= Beginning of Section =

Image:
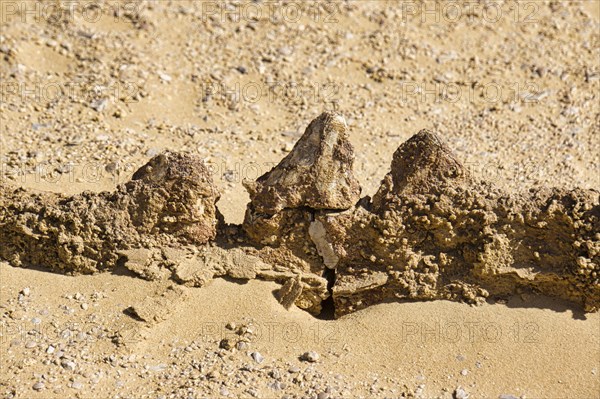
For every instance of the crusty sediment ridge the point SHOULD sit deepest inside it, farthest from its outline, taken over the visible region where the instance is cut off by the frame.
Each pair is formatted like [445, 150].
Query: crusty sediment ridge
[431, 231]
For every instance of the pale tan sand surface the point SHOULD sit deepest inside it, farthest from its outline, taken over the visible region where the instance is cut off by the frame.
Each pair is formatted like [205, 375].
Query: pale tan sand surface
[90, 93]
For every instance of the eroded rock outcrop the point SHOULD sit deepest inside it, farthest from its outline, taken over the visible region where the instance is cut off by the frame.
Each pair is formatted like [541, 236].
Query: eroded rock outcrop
[433, 232]
[316, 176]
[169, 201]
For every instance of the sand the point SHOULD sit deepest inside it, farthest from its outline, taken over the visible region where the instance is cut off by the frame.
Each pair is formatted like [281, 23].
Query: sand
[162, 76]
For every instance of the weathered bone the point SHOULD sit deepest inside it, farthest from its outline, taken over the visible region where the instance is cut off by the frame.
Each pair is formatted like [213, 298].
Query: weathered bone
[169, 201]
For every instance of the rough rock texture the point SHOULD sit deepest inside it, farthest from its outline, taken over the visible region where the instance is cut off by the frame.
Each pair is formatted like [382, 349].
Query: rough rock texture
[316, 176]
[169, 201]
[432, 232]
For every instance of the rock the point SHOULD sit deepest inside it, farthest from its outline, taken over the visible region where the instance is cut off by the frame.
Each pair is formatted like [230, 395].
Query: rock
[226, 344]
[317, 174]
[169, 201]
[430, 222]
[38, 386]
[311, 357]
[257, 357]
[68, 364]
[460, 393]
[290, 292]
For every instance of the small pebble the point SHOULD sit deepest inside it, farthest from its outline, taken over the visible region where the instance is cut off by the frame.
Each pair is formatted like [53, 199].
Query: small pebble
[310, 357]
[258, 358]
[38, 386]
[460, 393]
[68, 364]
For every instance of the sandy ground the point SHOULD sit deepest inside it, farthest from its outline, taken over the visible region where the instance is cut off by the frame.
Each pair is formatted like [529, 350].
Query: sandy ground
[89, 93]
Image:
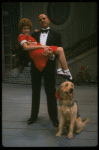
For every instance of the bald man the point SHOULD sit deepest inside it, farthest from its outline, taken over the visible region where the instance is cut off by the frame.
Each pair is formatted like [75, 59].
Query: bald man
[48, 37]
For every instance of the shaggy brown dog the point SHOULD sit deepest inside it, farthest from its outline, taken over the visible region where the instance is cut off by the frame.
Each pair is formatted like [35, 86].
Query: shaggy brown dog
[68, 110]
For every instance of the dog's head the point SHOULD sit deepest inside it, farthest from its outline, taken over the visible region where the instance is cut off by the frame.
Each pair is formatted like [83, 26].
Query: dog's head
[66, 90]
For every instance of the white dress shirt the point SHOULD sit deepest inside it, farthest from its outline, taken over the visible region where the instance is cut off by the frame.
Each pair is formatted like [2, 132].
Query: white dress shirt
[43, 39]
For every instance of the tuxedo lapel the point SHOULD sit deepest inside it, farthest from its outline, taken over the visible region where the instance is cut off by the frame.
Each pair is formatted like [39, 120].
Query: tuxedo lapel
[38, 37]
[49, 38]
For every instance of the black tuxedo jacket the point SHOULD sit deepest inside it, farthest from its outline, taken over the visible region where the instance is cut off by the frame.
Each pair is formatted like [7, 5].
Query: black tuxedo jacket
[54, 39]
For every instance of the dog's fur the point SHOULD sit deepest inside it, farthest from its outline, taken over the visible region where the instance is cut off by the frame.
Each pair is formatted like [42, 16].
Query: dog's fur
[68, 111]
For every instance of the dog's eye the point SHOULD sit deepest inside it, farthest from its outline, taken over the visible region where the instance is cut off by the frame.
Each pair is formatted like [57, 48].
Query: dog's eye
[72, 85]
[66, 85]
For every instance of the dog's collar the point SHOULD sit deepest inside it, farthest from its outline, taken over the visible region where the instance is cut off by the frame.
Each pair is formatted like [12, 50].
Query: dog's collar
[57, 95]
[71, 104]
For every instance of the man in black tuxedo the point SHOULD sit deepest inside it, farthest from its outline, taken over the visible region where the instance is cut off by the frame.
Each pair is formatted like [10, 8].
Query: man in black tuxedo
[49, 38]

= End of Section =

In the listing above, start at the line with "For every instance of the dog's head", go on through the line with "For every instance of the tuxedo", and copy each of those lines exactly; leave out all the rest.

Written response>
For every instance of the dog's head the point SHOULD sit deepest inside it, farthest from its outline, taken over the visible region where the instance is cut off by the frame.
Each pair is formatted like [83, 26].
Query: dog's head
[66, 90]
For every instance of the white dress shirt the point SHOULD sit deepest inside it, farthest from its outline, taken over the visible region where the instance is cut off by the frame.
Each pair is formatted like [2, 132].
Query: white dress shirt
[43, 39]
For every instance of the tuxedo lapel the point SHOULD sit deepest inside it, farthest from its outline, taken over the visible region where the instance is cut off by the frame.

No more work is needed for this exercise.